Collection entries:
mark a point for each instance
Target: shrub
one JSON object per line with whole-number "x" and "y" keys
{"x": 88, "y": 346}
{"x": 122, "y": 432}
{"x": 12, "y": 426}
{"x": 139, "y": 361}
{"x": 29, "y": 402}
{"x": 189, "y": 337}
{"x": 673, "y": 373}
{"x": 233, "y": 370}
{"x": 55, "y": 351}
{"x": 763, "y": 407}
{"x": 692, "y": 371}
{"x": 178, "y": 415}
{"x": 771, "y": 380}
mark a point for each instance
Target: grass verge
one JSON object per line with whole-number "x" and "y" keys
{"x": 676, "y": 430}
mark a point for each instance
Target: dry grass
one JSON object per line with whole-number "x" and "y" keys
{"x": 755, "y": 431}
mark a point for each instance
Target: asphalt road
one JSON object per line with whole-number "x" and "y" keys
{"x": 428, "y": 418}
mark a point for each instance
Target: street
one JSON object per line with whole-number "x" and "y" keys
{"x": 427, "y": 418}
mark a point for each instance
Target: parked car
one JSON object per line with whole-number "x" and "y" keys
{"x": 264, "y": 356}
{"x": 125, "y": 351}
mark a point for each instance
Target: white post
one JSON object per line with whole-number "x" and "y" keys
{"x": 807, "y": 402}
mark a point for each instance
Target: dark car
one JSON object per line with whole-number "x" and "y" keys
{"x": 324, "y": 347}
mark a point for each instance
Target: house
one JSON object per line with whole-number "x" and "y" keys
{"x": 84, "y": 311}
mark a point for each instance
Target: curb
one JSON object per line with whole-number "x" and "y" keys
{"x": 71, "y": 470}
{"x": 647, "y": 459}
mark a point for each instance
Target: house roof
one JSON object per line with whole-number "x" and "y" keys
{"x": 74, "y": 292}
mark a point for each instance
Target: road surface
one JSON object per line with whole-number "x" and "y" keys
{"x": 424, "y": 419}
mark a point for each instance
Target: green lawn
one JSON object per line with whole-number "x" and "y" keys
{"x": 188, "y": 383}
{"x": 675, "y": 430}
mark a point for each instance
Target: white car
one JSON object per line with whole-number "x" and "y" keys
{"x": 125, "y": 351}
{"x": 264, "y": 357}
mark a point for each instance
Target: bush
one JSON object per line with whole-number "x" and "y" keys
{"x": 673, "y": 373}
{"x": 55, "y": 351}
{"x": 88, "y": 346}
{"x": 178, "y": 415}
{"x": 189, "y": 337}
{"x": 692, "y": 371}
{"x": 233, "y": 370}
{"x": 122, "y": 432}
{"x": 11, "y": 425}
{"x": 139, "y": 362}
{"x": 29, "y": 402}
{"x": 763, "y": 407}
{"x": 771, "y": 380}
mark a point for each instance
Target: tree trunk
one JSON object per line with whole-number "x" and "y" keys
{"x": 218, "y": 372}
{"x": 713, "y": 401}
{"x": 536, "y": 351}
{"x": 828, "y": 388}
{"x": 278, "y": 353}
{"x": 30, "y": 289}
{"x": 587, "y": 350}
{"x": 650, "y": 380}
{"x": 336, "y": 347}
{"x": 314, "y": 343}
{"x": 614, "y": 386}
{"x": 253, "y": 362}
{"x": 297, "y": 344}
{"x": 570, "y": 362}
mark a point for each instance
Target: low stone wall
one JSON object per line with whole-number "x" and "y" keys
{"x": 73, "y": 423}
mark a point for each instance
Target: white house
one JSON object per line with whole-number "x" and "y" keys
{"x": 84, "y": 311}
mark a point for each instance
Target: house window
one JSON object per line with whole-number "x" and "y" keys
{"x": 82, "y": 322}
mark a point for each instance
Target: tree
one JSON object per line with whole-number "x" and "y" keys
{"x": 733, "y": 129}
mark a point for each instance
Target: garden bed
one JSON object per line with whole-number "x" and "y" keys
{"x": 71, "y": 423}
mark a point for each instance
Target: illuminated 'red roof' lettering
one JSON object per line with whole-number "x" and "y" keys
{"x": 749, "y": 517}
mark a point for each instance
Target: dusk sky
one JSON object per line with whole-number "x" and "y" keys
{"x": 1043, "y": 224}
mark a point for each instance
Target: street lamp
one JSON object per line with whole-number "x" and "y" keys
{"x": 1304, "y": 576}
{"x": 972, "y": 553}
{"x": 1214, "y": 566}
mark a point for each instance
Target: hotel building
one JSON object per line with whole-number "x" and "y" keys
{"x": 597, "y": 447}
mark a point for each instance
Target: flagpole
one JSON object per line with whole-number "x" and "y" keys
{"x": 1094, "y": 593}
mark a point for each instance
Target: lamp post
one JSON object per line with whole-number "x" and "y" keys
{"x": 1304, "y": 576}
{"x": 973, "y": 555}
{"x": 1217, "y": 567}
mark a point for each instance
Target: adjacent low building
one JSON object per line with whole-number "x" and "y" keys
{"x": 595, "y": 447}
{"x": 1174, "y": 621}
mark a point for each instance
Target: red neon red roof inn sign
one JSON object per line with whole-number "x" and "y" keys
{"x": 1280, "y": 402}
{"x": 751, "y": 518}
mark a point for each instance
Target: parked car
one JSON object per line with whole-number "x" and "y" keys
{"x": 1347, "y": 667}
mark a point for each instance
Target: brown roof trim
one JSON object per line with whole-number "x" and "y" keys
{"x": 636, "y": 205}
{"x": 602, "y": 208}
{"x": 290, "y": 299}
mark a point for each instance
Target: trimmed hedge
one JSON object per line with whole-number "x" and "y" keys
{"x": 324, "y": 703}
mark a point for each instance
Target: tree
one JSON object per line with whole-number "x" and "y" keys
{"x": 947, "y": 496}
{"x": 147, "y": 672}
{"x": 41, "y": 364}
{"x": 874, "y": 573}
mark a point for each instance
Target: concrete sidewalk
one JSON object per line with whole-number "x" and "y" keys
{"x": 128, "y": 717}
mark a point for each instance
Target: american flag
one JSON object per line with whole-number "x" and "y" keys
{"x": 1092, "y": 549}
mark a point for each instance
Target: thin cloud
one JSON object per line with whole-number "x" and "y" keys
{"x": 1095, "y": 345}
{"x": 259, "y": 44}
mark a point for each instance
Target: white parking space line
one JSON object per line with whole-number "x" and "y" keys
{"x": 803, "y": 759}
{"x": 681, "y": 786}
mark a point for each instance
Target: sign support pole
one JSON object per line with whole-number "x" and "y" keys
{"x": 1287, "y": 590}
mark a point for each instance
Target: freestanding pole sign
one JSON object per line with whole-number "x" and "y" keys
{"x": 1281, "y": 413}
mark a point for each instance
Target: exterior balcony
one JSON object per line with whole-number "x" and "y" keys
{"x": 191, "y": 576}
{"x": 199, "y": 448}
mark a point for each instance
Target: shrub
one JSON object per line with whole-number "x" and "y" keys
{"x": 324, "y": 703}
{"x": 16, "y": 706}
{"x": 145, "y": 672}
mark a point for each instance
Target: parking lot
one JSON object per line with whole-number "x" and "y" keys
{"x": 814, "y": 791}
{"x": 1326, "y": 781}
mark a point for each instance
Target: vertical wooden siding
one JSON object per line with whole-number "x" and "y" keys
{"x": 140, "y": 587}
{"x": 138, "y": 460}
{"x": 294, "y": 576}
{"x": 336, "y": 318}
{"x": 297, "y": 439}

▸ **YOUR TASK**
Word for word, please print every line from the beginning of the records to the line bearing "Target: curb", counting both ends and stopping there.

▸ **YOUR SOLUTION**
mark a point for each instance
Target: shrub
one JSON object per line with whole-number "x" and "y" keys
{"x": 88, "y": 346}
{"x": 122, "y": 432}
{"x": 12, "y": 426}
{"x": 139, "y": 361}
{"x": 29, "y": 402}
{"x": 189, "y": 337}
{"x": 673, "y": 373}
{"x": 233, "y": 370}
{"x": 55, "y": 351}
{"x": 763, "y": 407}
{"x": 692, "y": 371}
{"x": 178, "y": 415}
{"x": 771, "y": 380}
mark a point for each instance
Target: grass verge
one JSON object per line with whole-number "x" and "y" keys
{"x": 676, "y": 430}
mark a point for each instance
Target: dry grass
one JSON object per line with whole-number "x" and "y" keys
{"x": 755, "y": 431}
mark a point for each instance
Target: asphalt road
one JSON object per line with whole-number "x" and "y" keys
{"x": 428, "y": 418}
mark a point for each instance
Target: street
one JSON object per line with whole-number "x" and "y" keys
{"x": 427, "y": 418}
mark a point for each instance
Target: parked car
one JSON object per line with whole-number "x" and "y" keys
{"x": 264, "y": 356}
{"x": 125, "y": 351}
mark a point for each instance
Target: white post
one JSON object per line with whole-number "x" and "y" keys
{"x": 807, "y": 402}
mark a point for each instance
Target: dark car
one JSON object per line with whole-number "x" and "y" keys
{"x": 324, "y": 347}
mark a point for each instance
Target: house
one JSON object per line with whole-number "x" and "y" keys
{"x": 84, "y": 311}
mark a point for each instance
Target: curb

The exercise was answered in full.